= Items =
--

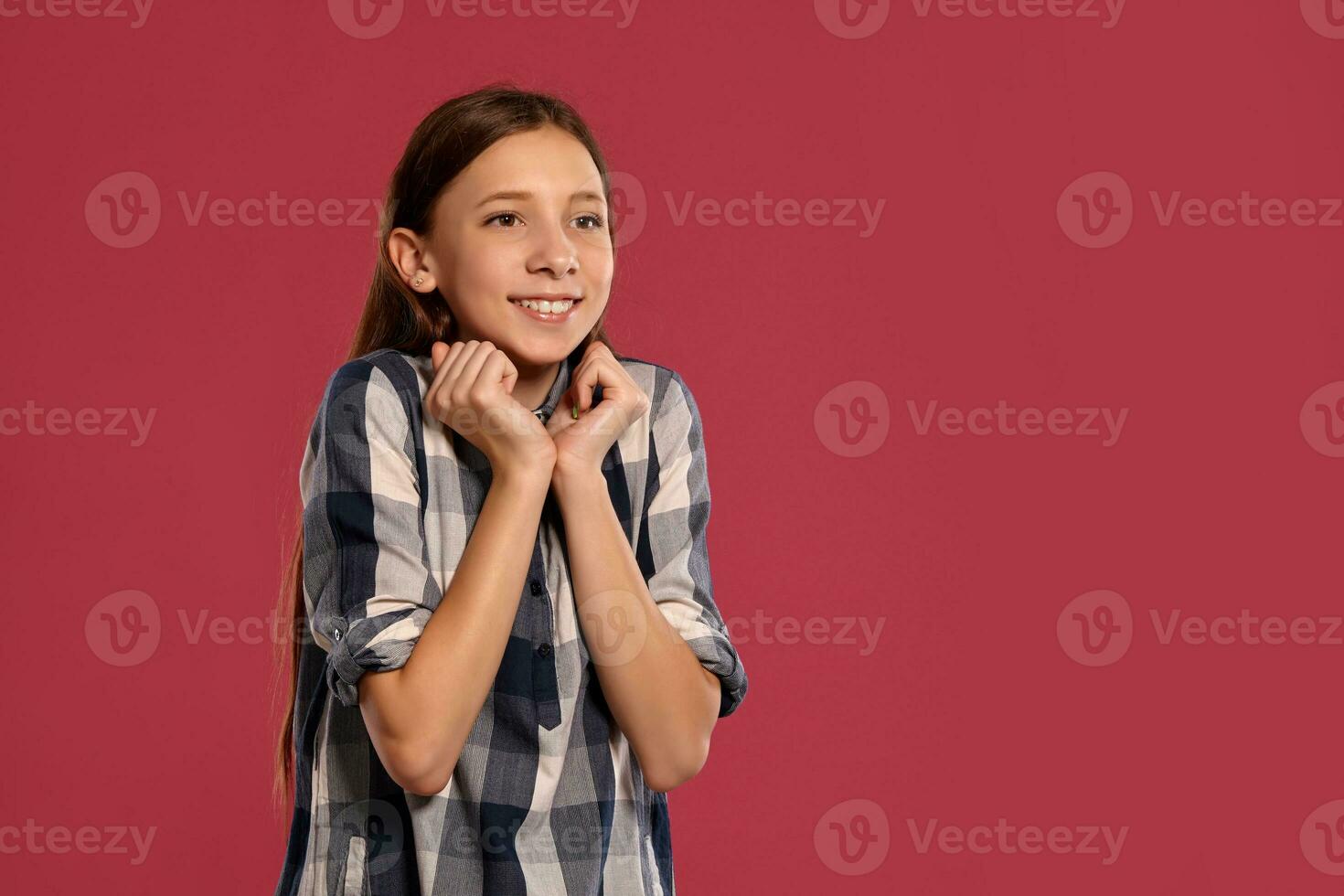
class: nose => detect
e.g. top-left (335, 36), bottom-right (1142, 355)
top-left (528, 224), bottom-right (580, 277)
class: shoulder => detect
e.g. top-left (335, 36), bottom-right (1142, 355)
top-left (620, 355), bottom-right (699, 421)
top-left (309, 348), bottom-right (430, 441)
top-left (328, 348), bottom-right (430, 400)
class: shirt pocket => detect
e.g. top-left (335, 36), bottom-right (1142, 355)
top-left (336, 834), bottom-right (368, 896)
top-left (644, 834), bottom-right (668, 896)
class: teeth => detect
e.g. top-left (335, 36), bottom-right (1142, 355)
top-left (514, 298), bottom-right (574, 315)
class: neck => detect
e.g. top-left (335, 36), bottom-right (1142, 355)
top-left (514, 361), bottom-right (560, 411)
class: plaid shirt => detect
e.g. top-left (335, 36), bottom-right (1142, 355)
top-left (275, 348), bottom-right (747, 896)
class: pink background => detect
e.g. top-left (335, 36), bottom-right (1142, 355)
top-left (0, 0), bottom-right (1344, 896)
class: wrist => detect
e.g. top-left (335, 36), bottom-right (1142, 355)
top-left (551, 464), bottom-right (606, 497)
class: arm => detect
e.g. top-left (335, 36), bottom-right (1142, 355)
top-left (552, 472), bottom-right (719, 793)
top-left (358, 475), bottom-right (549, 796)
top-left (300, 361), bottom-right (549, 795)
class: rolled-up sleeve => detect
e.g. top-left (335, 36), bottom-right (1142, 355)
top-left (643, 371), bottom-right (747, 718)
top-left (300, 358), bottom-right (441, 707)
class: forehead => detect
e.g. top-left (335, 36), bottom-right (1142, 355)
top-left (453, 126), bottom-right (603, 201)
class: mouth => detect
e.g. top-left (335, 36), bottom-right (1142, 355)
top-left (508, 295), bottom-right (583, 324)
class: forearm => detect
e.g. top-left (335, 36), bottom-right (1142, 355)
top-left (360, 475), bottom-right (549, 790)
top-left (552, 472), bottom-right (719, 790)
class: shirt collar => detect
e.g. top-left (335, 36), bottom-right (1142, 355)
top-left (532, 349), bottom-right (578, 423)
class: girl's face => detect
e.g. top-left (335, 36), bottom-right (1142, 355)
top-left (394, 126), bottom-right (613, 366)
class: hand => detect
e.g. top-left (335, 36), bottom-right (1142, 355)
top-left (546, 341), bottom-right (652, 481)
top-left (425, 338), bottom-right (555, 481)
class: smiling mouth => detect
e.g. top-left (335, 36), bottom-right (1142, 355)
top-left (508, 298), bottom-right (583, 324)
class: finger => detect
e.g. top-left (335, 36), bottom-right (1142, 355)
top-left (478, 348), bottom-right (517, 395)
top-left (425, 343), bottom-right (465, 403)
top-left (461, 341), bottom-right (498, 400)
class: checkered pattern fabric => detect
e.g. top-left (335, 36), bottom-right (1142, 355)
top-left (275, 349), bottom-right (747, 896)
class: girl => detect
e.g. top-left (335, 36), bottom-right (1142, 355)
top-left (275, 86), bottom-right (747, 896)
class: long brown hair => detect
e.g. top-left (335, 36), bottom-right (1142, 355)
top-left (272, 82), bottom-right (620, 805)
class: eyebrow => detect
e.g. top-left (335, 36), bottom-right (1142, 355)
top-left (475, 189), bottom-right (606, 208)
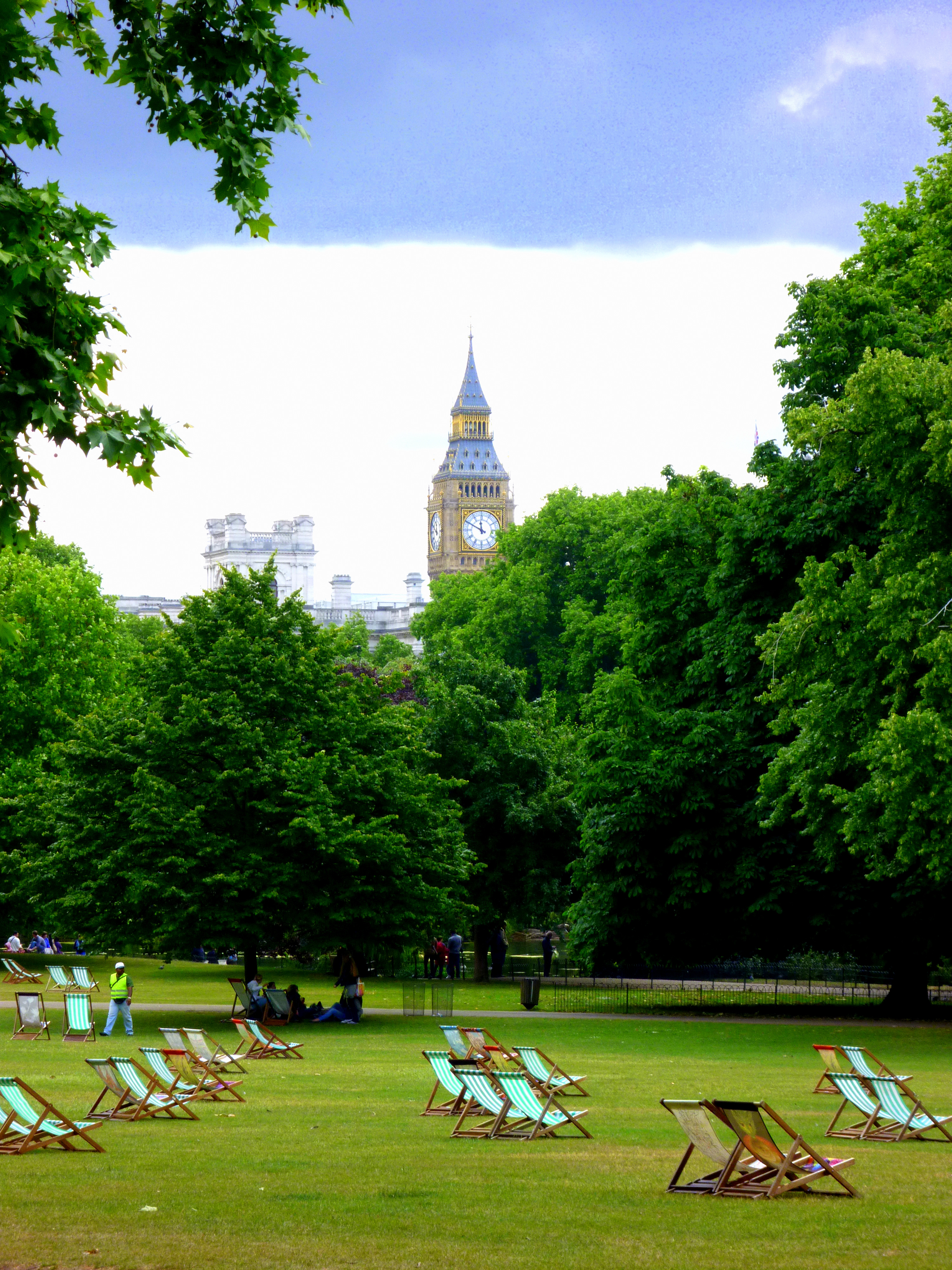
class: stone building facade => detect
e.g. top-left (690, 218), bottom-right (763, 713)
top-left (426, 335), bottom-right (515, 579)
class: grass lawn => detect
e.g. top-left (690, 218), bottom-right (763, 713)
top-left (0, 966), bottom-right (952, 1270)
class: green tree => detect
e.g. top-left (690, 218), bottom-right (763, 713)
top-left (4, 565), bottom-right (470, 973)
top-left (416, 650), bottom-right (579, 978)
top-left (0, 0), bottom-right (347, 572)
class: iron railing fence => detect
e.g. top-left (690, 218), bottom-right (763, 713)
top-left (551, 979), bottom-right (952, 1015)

--

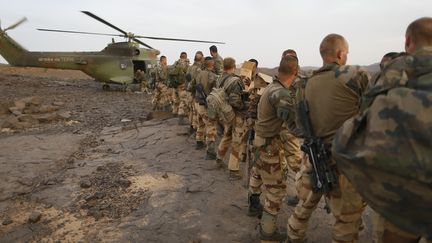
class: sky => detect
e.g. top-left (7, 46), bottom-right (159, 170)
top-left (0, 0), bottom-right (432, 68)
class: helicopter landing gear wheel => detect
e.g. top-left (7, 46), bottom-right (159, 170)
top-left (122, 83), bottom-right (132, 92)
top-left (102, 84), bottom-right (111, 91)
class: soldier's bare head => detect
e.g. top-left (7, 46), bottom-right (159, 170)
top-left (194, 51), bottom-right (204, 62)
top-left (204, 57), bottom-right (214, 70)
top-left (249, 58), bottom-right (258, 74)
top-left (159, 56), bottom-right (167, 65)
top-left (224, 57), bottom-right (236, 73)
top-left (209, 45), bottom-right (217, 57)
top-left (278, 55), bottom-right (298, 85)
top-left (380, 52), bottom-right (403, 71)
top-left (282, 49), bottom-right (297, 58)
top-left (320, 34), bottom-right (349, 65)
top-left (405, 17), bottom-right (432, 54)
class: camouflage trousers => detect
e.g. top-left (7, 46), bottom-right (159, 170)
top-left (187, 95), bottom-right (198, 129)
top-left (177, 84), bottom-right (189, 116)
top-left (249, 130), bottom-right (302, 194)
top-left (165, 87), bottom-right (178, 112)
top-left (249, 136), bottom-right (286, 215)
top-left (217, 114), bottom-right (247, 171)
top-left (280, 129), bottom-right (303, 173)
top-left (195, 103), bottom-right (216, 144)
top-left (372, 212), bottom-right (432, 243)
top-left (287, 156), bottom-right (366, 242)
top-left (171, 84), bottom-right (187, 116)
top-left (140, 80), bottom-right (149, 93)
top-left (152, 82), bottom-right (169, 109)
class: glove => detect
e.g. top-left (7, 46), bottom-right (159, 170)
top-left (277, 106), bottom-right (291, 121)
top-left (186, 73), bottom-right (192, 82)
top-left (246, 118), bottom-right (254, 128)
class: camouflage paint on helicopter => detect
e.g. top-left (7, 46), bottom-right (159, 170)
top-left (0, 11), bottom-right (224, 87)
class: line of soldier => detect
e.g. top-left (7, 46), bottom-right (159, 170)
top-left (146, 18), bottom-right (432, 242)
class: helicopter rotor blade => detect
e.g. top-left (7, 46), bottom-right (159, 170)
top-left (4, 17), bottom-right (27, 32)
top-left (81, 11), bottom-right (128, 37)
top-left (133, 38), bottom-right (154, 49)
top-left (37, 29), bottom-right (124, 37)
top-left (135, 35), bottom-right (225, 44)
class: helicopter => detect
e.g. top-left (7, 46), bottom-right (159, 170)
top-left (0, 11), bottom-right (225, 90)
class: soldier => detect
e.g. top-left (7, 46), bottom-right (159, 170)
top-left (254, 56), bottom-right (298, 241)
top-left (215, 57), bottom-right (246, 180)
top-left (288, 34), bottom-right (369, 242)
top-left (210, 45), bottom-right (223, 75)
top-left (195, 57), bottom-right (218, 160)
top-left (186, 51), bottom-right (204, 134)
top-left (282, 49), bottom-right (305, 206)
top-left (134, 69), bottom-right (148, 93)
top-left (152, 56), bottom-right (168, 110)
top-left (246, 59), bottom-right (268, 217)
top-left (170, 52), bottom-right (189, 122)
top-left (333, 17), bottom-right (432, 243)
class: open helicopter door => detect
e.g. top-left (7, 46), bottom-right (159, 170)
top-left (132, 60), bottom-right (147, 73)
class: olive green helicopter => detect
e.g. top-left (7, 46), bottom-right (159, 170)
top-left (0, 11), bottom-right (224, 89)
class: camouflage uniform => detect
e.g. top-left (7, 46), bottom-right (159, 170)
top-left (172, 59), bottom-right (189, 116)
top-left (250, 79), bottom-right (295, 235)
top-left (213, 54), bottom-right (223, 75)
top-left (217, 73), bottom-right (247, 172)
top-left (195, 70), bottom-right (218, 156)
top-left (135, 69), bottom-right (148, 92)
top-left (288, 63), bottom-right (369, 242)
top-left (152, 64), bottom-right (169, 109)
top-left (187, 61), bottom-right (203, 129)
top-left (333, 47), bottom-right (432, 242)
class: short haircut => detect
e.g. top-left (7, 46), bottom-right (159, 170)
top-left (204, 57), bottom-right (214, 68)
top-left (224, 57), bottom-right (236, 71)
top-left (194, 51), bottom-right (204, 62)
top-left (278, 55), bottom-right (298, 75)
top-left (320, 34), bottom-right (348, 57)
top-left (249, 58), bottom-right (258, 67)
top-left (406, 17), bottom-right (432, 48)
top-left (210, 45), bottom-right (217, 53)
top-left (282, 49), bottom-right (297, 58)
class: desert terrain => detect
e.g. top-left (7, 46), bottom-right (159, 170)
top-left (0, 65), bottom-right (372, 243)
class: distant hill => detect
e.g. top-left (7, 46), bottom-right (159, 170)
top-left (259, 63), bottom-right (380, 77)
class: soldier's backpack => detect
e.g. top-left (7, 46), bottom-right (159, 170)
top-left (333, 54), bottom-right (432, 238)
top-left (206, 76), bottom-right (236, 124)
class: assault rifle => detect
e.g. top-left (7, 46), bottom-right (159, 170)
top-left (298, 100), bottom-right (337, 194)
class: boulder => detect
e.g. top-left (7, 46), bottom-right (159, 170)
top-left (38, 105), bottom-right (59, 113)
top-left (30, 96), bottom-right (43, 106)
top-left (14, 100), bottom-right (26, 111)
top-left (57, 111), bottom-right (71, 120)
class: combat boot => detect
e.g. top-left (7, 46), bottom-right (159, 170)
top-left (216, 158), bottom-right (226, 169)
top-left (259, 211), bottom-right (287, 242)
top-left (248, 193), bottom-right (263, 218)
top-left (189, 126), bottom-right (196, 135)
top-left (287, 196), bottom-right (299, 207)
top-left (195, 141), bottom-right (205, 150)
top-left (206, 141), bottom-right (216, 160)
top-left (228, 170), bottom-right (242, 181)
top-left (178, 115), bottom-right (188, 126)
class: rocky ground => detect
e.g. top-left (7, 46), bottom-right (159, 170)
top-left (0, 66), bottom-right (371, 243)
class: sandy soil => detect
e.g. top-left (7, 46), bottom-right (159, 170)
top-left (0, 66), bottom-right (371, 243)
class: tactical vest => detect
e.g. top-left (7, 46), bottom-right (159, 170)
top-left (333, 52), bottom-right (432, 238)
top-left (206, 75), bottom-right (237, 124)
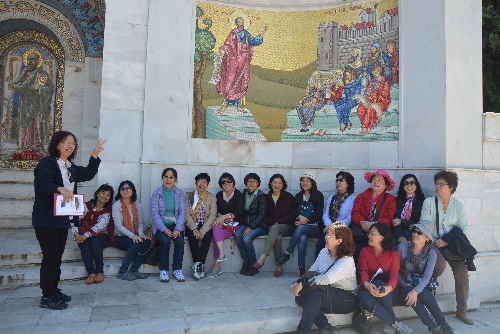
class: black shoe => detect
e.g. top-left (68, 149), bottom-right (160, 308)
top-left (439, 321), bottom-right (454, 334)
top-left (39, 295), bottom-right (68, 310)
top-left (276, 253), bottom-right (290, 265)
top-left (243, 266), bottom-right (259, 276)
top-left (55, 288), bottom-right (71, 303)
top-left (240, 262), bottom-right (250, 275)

--

= Aim of the exercise =
Rewrite the records from the line containing "class: distant hill => detect" through the line containing "top-left (57, 111), bottom-right (71, 120)", putting "rock" in place of "boulder" and leaving everything else as it is. Return only those lines.

= Exercise output =
class: distant hill => detect
e.g. top-left (7, 46), bottom-right (159, 170)
top-left (259, 63), bottom-right (380, 77)
class: soldier's backpack => detect
e.g. top-left (7, 46), bottom-right (159, 170)
top-left (333, 54), bottom-right (432, 238)
top-left (206, 76), bottom-right (236, 124)
class: assault rifle => detect
e.g. top-left (7, 46), bottom-right (159, 170)
top-left (298, 100), bottom-right (337, 194)
class: rock => detect
e.g. top-left (7, 46), bottom-right (159, 170)
top-left (38, 105), bottom-right (59, 113)
top-left (30, 96), bottom-right (43, 106)
top-left (14, 100), bottom-right (26, 111)
top-left (57, 111), bottom-right (71, 120)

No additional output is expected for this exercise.